━━ SELECTED EXTRACT ━━

[08/19] support/check-uniq-files: decode as many strings as possible

Message ID fcf8eccf9d275bd95c7e61099722c1a3b22a6da9.1546898693.git.yann.morin.1998@free.fr
State Changes Requested
Headers show
  • [01/19] infra/pkg-generic: display MESSAGE before running PRE_HOOKS
Related show

Commit Message

Yann E. MORIN Jan. 7, 2019, 10:05 p.m.
Currently, when there is at least one string we can't decode when
reporting the file and the packages that touched it, we fallback to not
decoding any string at all, which generates a report like:

    Warning: target file "b'/some/file'" is touched by more than one package: [b'toolchain', b'busybox']

This is not very nice, though, so we introduce a decoder that returns
the decoded string if possible, and falls back to returning the repr() of
the un-decoded string.

Also, using a set as argument to format() further yields a not-so-nice
output either (even if the decoding was OK):
    [u'toolchain', u'busybox']

So, we just join together all the elements of the set into a string,
which is what we pass to format().

Now the output is much nicer to look at:

    Warning: file "/some/file" is touched by more than one package: busybox, toolchain

and even in the case of an un-decodable string (with a manually tweaked
list, \xbd being œ in iso8859-15, and not a valid UTF-8 encoding):

    Warning: file "/some/file" is touched by more than one package: 'busyb\xbdx', toolchain

Signed-off-by: "Yann E. MORIN" <yann.morin.1998@free.fr>
Cc: Thomas Petazzoni <thomas.petazzoni@bootlin.com>
 support/scripts/check-uniq-files | 23 +++++++++++++----------
 1 file changed, 13 insertions(+), 10 deletions(-)


diff --git a/support/scripts/check-uniq-files b/support/scripts/check-uniq-files
index eb92724e42..e95a134168 100755
--- a/support/scripts/check-uniq-files
+++ b/support/scripts/check-uniq-files
@@ -7,6 +7,16 @@  from collections import defaultdict
 warn = 'Warning: {0} file "{1}" is touched by more than one package: {2}\n'
+# If possible, try to decode the binary string s with the user's locale.

━━━
━━ DATA PROVIDED ━━

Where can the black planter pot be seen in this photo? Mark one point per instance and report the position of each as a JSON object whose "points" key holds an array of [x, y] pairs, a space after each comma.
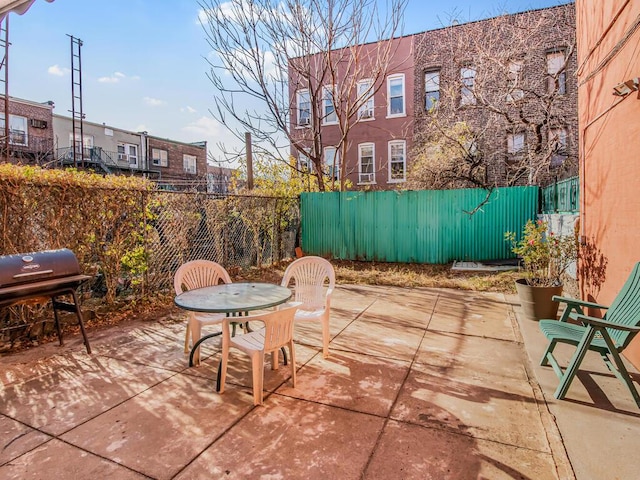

━━━

Resume the check-uniq-files patch from the point where it stops above, going on from its last line.

+# If s contains characters that can't be decoded with that locale, return
+# the representation (in the user's locale) of the un-decoded string.
+def str_decode(s):
+    try:
+        return s.decode()
+    except UnicodeDecodeError:
+        return repr(s)
 def main():
     parser = argparse.ArgumentParser()
     parser.add_argument('packages_file_list', nargs='*',
@@ -32,16 +42,9 @@  def main():
     for file in file_to_pkg:
         if len(file_to_pkg[file]) > 1:
-            # If possible, try to decode the binary strings with
-            # the default user's locale
-            try:
-                sys.stderr.write(warn.format(args.type, file.decode(),
-                                             [p.decode() for p in file_to_pkg[file]]))
-            except UnicodeDecodeError:
-                # ... but fallback to just dumping them raw if they
-                # contain non-representable chars
-                sys.stderr.write(warn.format(args.type, file,
-                                             file_to_pkg[file]))
+            sys.stderr.write(warn.format(args.type, str_decode(file),
+                                         ", ".join([str_decode(p)
+                                                    for p in file_to_pkg[file]])))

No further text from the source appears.